**What you are asked to do**: Reproduce exactly the lines of the material beneath, from the line that contains "Target: dirt path" to the line that contains "Target: wispy cloud", both included, and no other lines.

==== Source records ====

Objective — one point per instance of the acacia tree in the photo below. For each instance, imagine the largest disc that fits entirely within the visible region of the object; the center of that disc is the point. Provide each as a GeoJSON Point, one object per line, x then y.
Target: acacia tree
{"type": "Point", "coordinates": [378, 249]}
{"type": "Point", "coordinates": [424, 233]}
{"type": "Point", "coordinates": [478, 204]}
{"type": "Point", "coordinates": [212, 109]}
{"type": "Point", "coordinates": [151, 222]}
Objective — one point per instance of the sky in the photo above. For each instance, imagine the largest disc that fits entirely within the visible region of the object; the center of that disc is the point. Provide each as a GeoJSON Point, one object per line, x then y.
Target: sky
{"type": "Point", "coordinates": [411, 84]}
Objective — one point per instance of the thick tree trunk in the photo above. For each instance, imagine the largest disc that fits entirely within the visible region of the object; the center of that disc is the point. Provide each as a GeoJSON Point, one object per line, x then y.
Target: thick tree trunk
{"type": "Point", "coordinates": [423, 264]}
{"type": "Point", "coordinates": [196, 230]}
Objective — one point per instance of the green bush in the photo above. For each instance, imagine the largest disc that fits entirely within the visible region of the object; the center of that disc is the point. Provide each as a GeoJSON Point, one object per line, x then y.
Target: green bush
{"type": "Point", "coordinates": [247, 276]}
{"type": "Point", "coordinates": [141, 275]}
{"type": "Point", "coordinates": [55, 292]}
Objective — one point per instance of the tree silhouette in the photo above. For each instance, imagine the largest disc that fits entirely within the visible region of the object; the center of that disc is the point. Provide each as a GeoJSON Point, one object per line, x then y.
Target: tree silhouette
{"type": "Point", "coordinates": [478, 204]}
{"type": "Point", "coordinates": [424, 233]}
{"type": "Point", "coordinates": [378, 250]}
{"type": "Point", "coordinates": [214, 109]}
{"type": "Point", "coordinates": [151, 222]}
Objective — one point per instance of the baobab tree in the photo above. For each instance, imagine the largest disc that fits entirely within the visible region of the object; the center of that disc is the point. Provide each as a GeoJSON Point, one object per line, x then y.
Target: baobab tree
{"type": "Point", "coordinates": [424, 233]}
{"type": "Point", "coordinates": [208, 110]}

====
==== Source records ====

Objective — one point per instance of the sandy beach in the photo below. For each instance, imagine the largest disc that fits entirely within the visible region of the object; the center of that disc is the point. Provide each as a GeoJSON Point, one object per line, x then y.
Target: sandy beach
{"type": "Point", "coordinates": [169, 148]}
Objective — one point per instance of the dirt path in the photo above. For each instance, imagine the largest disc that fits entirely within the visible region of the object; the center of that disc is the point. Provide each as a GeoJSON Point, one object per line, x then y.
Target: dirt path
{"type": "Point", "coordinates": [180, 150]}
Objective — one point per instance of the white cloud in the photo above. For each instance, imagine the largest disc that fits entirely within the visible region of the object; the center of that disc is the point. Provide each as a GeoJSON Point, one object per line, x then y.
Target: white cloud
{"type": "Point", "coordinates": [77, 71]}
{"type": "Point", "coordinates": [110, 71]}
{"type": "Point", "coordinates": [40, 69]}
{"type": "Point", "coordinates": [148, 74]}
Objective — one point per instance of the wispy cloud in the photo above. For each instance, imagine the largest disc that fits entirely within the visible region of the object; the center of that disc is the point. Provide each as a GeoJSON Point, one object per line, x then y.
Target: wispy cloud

====

**Response to the exercise**:
Target: dirt path
{"type": "Point", "coordinates": [180, 150]}
Objective — one point per instance of the white cloud in the photo above. For each instance, imagine the largest disc that fits entirely within the visible region of the object; the center of that disc is the point. Provide each as a GeoJSON Point, one object per line, x then y.
Target: white cloud
{"type": "Point", "coordinates": [77, 71]}
{"type": "Point", "coordinates": [110, 71]}
{"type": "Point", "coordinates": [40, 69]}
{"type": "Point", "coordinates": [148, 74]}
Objective — one point per instance of the wispy cloud in the photo above. For each instance, imagine the largest disc that fits entirely within the visible region of the object; the center of that disc is the point. Provide each as a GeoJSON Point, one object per line, x then y.
Target: wispy cloud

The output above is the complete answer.